TASK TO CARRY OUT:
The lines to repeat are those below from the one containing "Target: white t-shirt" down to the one containing "Each instance of the white sneaker", both included; reproduce them exactly and nothing else.

SUPPLIED RECORDS:
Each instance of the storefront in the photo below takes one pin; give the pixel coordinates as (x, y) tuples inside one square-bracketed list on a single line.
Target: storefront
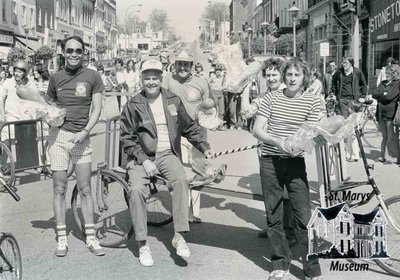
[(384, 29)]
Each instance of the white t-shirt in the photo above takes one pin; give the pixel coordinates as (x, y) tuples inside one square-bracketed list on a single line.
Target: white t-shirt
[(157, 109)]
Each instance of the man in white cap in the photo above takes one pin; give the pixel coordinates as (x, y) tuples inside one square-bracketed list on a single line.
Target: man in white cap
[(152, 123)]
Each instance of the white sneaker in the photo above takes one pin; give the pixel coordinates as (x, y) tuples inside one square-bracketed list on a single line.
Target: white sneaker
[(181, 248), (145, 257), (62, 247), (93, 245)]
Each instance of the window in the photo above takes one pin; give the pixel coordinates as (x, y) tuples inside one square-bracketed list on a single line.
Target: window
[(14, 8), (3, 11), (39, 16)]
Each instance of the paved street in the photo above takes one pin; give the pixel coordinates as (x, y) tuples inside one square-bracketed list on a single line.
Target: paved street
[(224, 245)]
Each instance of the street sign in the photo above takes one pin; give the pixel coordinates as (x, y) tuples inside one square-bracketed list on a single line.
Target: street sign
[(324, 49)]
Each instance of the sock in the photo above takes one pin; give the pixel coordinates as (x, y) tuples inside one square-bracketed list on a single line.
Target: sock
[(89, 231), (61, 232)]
---
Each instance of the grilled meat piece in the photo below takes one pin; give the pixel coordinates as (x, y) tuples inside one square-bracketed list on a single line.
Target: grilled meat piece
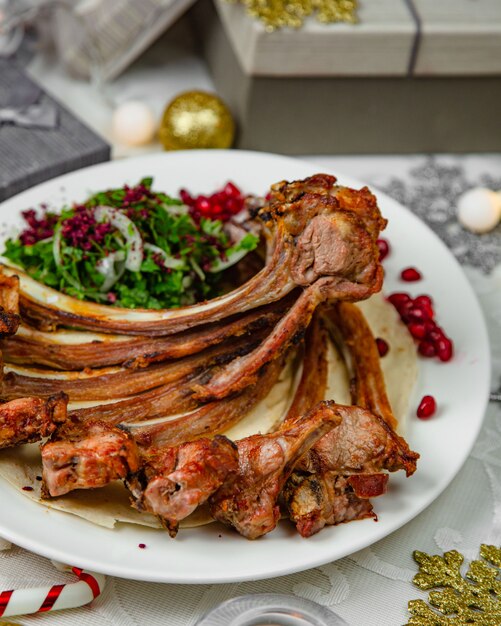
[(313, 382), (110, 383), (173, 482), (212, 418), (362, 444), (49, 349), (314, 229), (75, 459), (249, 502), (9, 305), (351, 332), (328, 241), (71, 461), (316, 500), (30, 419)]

OUTPUT OF THE TASK:
Target: white t-shirt
[(157, 109)]
Each instance of the man in white cap in the photo above takes one pin; give the pixel coordinates as (x, y) tuples inside one square-bracketed list on a single line.
Target: man in white cap
[(152, 123)]
Each instance of the white sneaker in the photo above takes one pin; give the pixel coordinates as (x, y) tuples inside one square-bracketed list on a single line.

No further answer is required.